Exercise prompt: The expected answer is all of the entries, written out exactly.

____ Material shown

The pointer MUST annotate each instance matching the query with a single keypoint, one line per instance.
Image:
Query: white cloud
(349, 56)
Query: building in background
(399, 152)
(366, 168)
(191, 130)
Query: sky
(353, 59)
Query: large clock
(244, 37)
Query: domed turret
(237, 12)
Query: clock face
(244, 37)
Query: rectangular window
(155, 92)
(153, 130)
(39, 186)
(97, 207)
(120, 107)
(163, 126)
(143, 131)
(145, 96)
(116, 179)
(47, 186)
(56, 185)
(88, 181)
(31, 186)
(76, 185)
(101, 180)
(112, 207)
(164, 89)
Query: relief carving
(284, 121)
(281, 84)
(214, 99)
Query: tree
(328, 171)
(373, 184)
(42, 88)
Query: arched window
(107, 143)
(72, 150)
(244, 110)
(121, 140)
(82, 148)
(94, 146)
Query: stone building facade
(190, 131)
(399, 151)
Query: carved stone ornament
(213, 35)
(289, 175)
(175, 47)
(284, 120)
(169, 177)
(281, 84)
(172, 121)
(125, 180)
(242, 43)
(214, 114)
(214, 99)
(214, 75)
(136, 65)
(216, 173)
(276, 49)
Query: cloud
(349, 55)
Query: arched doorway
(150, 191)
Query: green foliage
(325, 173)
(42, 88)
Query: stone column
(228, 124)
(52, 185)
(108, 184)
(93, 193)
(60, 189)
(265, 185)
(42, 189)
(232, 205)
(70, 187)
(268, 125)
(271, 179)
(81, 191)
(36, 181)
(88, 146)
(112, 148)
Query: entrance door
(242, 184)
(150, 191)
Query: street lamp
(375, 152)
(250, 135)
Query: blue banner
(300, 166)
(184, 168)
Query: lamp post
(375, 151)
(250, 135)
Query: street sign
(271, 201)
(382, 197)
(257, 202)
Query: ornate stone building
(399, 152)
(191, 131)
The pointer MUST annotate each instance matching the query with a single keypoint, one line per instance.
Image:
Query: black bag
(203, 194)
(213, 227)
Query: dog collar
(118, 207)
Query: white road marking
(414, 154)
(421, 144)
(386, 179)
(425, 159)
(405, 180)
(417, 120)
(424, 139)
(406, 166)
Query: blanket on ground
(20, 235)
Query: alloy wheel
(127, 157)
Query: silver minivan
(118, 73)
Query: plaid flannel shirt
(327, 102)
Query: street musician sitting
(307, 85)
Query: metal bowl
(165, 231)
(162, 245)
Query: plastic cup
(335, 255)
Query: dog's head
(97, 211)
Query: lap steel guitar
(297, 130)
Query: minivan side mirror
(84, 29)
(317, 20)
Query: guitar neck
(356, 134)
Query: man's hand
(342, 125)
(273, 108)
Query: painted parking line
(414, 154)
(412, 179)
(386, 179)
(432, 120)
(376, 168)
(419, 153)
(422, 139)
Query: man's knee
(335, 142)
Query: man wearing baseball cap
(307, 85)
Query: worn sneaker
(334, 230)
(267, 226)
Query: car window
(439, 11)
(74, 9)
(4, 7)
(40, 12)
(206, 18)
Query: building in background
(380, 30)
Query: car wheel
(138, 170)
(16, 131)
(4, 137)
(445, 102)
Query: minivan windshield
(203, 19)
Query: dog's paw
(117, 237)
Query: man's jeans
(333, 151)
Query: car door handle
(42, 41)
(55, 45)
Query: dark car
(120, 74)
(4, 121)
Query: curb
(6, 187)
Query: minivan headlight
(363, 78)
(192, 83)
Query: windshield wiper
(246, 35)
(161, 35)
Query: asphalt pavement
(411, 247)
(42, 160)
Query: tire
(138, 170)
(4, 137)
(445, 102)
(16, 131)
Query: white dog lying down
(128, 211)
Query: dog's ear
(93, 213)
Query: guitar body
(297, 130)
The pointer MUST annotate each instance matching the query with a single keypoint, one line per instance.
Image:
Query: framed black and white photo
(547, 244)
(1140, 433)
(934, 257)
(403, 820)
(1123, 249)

________

Reply to the exercise:
The pointer MUST annotate each instance matching the query with a single keypoint, one line per instance.
Image:
Query: white cloud
(349, 56)
Query: building in background
(399, 152)
(366, 168)
(191, 130)
Query: sky
(353, 59)
Query: large clock
(244, 37)
Query: domed turret
(237, 12)
Query: clock face
(244, 37)
Query: rectangular window
(155, 92)
(153, 130)
(39, 186)
(97, 207)
(120, 107)
(163, 126)
(143, 131)
(145, 96)
(116, 179)
(47, 186)
(56, 185)
(88, 181)
(31, 186)
(76, 185)
(101, 180)
(112, 207)
(164, 89)
Query: relief carving
(284, 121)
(281, 84)
(214, 99)
Query: tree
(328, 171)
(373, 184)
(42, 88)
Query: arched window
(107, 143)
(72, 150)
(244, 110)
(121, 140)
(82, 148)
(94, 146)
Query: stone building facade
(190, 131)
(399, 151)
Query: carved stone ornament
(213, 35)
(289, 175)
(175, 47)
(284, 120)
(169, 177)
(281, 84)
(172, 121)
(125, 180)
(242, 43)
(214, 114)
(214, 99)
(214, 75)
(136, 65)
(216, 173)
(276, 49)
Query: cloud
(349, 55)
Query: arched doorway
(150, 191)
Query: green foliage
(325, 173)
(42, 88)
Query: stone column
(228, 124)
(52, 185)
(108, 184)
(93, 193)
(60, 189)
(265, 185)
(42, 189)
(232, 205)
(70, 187)
(268, 125)
(271, 179)
(81, 191)
(36, 181)
(88, 146)
(112, 148)
Query: entrance door
(242, 184)
(150, 191)
Query: street lamp
(375, 152)
(250, 135)
Query: blue banner
(300, 166)
(184, 168)
Query: lamp post
(375, 151)
(250, 135)
Query: street sign
(271, 201)
(382, 197)
(257, 202)
Query: ornate stone building
(399, 152)
(191, 131)
The pointer MUST annotate each instance matching the query with a single keypoint, one line per instance.
Image:
Query: black bag
(203, 194)
(213, 227)
Query: dog collar
(118, 207)
Query: white road marking
(414, 154)
(421, 144)
(386, 179)
(425, 159)
(405, 180)
(417, 120)
(424, 139)
(406, 166)
Query: blanket on ground
(20, 235)
Query: alloy wheel
(127, 157)
Query: silver minivan
(118, 73)
Query: plaid flannel shirt
(327, 102)
Query: street musician sitting
(307, 85)
Query: metal bowl
(165, 231)
(162, 245)
Query: plastic cup
(335, 255)
Query: dog's head
(97, 211)
Query: lap steel guitar
(297, 130)
Query: minivan side mirror
(84, 29)
(317, 20)
Query: guitar neck
(356, 134)
Query: man's hand
(342, 125)
(273, 108)
Query: painted parking line
(414, 154)
(412, 179)
(386, 179)
(432, 120)
(376, 168)
(419, 153)
(422, 139)
Query: man's knee
(335, 142)
Query: man wearing baseball cap
(307, 85)
Query: worn sneaker
(334, 230)
(267, 226)
Query: car window
(439, 11)
(74, 9)
(4, 7)
(40, 12)
(206, 18)
Query: building in background
(380, 30)
Query: car wheel
(138, 170)
(16, 131)
(4, 137)
(445, 102)
Query: minivan windshield
(203, 19)
Query: dog's paw
(117, 237)
Query: man's jeans
(333, 151)
Query: car door handle
(42, 41)
(55, 45)
Query: dark car
(120, 74)
(4, 121)
Query: curb
(6, 187)
Query: minivan headlight
(363, 78)
(192, 83)
Query: windshield wiper
(246, 35)
(161, 35)
Query: asphalt pavement
(411, 247)
(42, 160)
Query: tire
(138, 170)
(4, 137)
(445, 102)
(16, 131)
Query: white dog lying down
(128, 211)
Query: dog's ear
(93, 213)
Query: guitar body
(297, 130)
The pointer MUST annotate each instance matching the query with a single keypoint, one line per instance.
Image:
Query: framed black and white photo
(547, 244)
(1140, 433)
(934, 257)
(403, 820)
(1123, 249)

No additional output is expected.